- **What the exercise asks**: Rewrite the lines from the start of the rows through the one containing "positive clicks: (1043, 752)", inclusive, as a Markdown table with the columns Index and Text, omitting any blank lines.

====== Information provided

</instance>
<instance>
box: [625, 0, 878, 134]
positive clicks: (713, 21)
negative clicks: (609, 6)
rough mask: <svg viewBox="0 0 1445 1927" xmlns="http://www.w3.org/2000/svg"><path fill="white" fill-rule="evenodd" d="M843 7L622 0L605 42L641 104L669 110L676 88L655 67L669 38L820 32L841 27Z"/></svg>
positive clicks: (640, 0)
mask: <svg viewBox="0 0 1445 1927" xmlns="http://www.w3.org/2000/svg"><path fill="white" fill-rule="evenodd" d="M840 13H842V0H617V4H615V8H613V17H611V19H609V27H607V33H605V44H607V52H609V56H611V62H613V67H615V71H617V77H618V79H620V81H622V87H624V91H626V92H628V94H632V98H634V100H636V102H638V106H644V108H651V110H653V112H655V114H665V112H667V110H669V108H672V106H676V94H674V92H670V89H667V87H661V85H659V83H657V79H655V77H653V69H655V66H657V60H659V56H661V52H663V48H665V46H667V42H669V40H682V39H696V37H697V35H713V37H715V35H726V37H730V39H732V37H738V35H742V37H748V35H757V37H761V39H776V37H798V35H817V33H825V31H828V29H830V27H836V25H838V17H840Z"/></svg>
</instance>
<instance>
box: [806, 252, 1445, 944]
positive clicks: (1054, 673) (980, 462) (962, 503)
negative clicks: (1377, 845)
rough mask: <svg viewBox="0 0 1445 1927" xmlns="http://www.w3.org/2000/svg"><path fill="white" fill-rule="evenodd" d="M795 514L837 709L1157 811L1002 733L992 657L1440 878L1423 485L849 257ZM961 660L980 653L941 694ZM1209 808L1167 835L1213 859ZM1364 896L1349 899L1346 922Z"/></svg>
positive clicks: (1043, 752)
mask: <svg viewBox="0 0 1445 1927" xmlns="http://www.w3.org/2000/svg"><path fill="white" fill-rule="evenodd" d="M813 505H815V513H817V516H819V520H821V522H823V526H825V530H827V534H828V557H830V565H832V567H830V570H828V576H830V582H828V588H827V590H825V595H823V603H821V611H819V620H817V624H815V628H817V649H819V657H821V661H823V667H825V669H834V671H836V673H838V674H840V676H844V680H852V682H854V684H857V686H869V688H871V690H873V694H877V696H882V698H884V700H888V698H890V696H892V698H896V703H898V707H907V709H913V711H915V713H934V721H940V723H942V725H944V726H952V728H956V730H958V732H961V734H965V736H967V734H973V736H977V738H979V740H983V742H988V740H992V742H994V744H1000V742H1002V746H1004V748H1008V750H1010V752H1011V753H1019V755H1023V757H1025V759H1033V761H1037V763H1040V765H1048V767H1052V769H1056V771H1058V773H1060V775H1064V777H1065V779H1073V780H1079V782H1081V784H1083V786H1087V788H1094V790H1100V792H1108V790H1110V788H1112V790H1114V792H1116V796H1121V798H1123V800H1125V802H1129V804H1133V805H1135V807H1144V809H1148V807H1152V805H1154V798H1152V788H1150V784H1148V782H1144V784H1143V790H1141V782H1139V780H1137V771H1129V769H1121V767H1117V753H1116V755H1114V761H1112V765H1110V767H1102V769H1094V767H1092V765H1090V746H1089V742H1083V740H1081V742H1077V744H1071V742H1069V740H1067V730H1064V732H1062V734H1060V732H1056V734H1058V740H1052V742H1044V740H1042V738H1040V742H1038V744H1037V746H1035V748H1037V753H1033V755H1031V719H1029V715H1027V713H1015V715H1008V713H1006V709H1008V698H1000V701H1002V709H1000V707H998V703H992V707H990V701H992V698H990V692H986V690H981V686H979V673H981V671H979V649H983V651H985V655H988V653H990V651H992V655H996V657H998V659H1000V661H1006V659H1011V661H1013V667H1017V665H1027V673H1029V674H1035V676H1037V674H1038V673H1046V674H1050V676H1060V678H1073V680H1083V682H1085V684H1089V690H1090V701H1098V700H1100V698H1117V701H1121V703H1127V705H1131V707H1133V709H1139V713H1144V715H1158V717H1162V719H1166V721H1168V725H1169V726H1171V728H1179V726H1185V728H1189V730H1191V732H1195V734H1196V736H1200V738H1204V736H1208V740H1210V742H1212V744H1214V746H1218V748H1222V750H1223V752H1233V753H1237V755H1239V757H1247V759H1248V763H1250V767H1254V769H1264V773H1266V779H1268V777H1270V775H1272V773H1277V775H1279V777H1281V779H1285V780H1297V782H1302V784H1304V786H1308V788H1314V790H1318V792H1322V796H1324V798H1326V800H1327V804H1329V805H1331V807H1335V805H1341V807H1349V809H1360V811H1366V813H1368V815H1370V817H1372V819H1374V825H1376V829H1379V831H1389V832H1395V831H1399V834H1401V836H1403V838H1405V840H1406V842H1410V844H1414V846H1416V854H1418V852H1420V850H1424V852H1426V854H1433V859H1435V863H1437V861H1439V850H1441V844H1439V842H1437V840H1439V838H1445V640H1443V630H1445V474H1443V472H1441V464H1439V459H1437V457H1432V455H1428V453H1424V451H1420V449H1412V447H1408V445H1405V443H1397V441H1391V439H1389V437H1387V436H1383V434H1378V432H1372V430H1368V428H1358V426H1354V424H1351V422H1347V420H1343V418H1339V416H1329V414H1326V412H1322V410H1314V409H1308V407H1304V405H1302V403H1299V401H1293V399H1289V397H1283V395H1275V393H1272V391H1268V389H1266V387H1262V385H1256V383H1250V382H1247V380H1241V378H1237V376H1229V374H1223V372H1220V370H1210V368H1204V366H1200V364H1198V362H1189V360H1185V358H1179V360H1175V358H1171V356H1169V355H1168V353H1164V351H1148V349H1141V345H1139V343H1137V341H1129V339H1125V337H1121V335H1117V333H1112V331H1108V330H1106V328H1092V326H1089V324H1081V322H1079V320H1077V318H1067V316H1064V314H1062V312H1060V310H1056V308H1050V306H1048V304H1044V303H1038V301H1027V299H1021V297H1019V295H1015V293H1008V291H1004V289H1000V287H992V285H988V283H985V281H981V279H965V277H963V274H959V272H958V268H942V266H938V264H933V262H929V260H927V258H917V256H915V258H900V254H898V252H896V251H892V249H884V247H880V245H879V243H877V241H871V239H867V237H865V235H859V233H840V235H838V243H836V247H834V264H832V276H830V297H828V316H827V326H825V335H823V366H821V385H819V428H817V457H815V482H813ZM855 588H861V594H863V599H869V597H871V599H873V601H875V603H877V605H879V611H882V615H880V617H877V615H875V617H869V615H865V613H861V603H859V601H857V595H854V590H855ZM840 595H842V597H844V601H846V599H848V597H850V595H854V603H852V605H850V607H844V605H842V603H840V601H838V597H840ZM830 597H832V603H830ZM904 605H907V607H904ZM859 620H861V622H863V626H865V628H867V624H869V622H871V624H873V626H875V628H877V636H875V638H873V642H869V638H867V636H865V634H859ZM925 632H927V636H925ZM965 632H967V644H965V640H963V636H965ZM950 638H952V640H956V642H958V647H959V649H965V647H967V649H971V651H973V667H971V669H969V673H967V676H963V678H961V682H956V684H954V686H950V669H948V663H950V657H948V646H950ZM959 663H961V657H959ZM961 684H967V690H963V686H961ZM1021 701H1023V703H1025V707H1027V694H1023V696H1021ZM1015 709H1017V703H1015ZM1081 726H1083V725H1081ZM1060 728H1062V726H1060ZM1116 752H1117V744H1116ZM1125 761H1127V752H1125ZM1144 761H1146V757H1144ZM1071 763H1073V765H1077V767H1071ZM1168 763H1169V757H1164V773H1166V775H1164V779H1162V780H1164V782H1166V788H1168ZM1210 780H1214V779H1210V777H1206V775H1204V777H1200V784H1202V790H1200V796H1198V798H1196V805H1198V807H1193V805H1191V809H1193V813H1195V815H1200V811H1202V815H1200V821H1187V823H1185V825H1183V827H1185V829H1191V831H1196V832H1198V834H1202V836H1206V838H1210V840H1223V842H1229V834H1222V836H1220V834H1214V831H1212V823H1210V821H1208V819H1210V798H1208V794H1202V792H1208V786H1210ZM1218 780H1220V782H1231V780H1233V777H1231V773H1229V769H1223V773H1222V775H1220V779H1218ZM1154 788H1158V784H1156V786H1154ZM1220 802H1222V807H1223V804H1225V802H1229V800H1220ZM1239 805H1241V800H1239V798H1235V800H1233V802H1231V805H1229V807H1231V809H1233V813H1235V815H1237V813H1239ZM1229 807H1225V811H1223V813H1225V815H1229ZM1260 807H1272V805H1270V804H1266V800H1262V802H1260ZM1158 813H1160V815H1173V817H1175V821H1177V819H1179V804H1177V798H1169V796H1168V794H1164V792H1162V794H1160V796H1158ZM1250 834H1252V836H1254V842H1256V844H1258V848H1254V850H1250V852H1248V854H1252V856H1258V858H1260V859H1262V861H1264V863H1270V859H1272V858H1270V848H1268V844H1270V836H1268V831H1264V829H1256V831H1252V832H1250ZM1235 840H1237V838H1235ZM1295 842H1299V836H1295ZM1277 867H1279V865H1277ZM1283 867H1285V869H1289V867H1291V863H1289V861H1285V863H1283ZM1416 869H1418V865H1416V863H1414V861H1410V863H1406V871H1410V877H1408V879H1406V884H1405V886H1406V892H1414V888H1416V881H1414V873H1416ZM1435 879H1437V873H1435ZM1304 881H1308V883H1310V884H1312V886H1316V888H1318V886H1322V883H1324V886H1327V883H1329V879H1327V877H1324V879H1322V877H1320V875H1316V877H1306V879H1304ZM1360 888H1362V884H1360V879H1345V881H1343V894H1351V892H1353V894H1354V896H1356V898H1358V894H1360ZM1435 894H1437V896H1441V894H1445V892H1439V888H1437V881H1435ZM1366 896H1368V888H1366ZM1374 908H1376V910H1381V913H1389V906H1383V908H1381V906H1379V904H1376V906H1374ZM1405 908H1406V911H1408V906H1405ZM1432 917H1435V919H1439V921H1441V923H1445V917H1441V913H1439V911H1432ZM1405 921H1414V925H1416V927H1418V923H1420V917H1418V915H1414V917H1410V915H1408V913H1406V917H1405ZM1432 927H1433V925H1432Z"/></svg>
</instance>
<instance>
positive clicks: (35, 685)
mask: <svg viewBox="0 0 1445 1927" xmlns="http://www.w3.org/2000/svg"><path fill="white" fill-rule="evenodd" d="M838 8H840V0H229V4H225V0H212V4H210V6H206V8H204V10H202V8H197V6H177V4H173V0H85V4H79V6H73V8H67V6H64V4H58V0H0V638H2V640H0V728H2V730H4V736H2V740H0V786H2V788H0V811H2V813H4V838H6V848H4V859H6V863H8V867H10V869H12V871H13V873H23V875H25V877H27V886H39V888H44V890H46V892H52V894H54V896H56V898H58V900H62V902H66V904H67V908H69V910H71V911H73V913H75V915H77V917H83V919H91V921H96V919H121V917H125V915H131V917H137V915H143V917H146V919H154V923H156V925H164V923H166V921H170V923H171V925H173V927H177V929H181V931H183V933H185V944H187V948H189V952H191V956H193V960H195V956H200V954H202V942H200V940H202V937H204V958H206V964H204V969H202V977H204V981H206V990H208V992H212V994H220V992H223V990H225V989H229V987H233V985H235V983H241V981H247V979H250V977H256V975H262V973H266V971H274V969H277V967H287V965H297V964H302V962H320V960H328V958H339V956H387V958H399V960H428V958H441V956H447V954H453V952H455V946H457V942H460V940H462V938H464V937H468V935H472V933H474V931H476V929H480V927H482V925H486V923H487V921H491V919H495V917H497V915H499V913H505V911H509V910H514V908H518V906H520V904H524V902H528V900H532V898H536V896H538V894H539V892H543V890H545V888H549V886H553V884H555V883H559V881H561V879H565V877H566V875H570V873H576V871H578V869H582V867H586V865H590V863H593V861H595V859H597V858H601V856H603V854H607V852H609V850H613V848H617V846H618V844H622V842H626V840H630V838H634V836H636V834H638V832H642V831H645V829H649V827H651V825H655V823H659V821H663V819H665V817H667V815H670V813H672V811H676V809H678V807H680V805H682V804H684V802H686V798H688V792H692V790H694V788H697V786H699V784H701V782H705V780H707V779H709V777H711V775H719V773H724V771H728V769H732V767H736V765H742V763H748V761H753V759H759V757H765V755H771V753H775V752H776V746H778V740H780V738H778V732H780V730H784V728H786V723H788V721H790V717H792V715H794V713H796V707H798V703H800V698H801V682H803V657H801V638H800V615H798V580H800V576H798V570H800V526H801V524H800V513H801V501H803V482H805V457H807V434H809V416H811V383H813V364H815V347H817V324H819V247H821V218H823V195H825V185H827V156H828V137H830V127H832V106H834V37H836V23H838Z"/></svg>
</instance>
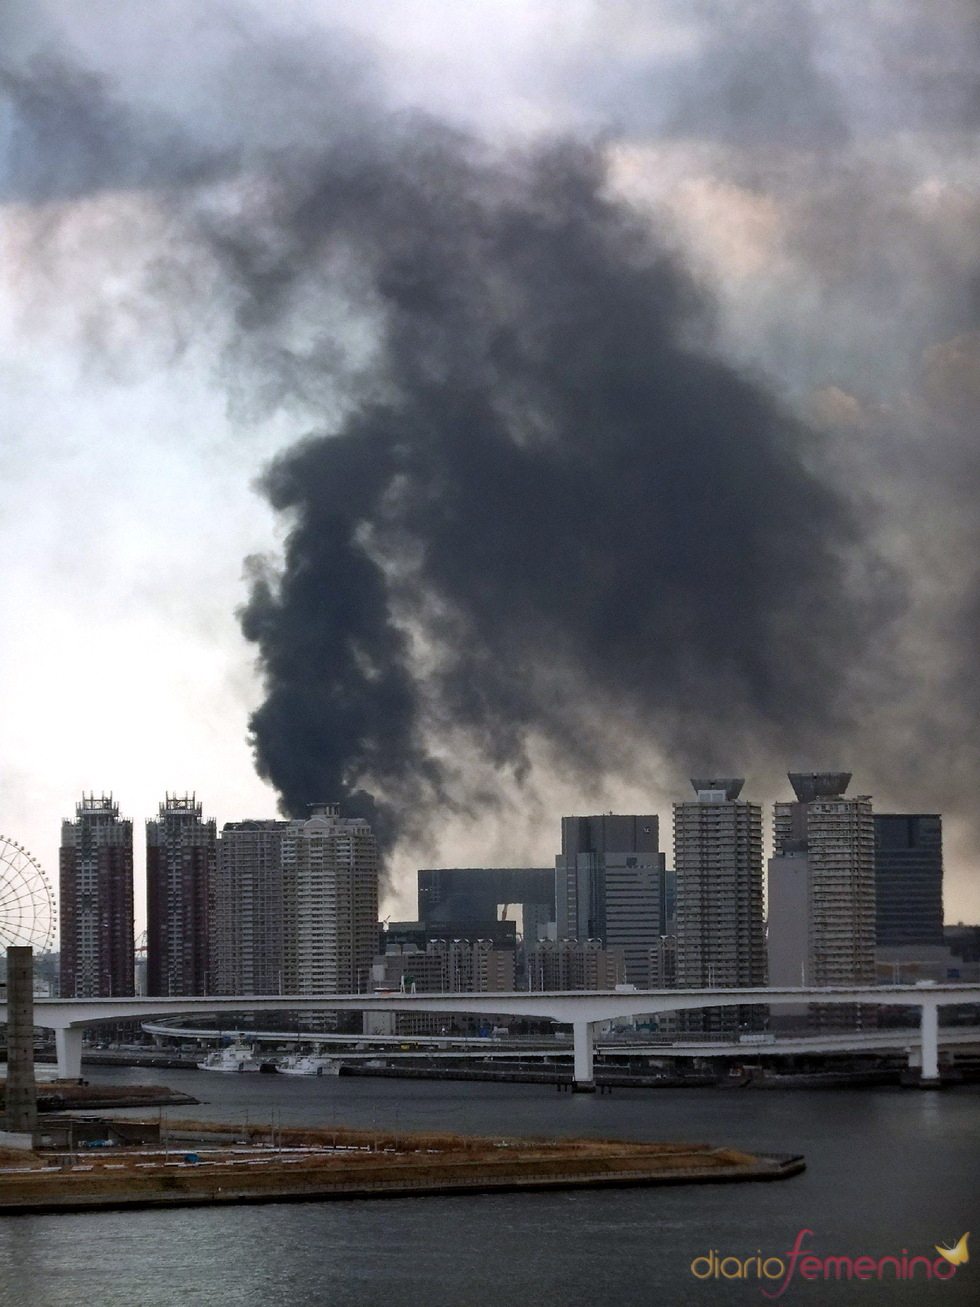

============

- **Answer box**:
| Index | Text |
|---|---|
| 1 | </instance> |
| 2 | <instance> |
| 3 | box: [625, 0, 878, 134] |
| 4 | positive clicks: (713, 21) |
| 5 | negative clicks: (609, 6) |
| 6 | rough mask: <svg viewBox="0 0 1445 1927" xmlns="http://www.w3.org/2000/svg"><path fill="white" fill-rule="evenodd" d="M843 7L622 0L605 42L641 104L669 110L676 88L655 67L669 38L820 32L841 27Z"/></svg> |
| 7 | positive clicks: (640, 0) |
| 8 | mask: <svg viewBox="0 0 1445 1927" xmlns="http://www.w3.org/2000/svg"><path fill="white" fill-rule="evenodd" d="M840 13H842V0H617V4H615V8H613V17H611V19H609V27H607V33H605V44H607V52H609V56H611V62H613V67H615V71H617V77H618V79H620V81H622V87H624V91H626V92H628V94H632V98H634V100H636V102H638V106H644V108H651V110H653V112H655V114H665V112H667V110H669V108H672V106H676V94H674V92H670V89H667V87H661V85H659V83H657V79H655V77H653V69H655V66H657V60H659V56H661V52H663V48H665V46H667V42H669V40H682V39H696V37H697V35H713V37H715V35H726V37H730V39H732V37H738V35H742V37H748V35H757V37H761V39H776V37H798V35H817V33H825V31H828V29H830V27H836V25H838V17H840Z"/></svg> |
| 9 | </instance> |
| 10 | <instance> |
| 11 | box: [806, 252, 1445, 944] |
| 12 | positive clicks: (1054, 673) (980, 462) (962, 503) |
| 13 | negative clicks: (1377, 845) |
| 14 | rough mask: <svg viewBox="0 0 1445 1927" xmlns="http://www.w3.org/2000/svg"><path fill="white" fill-rule="evenodd" d="M795 514L837 709L1157 811L1002 733L992 657L1440 878L1423 485L849 257ZM961 660L980 653L941 694ZM1209 808L1167 835L1213 859ZM1364 896L1349 899L1346 922Z"/></svg> |
| 15 | positive clicks: (1043, 752) |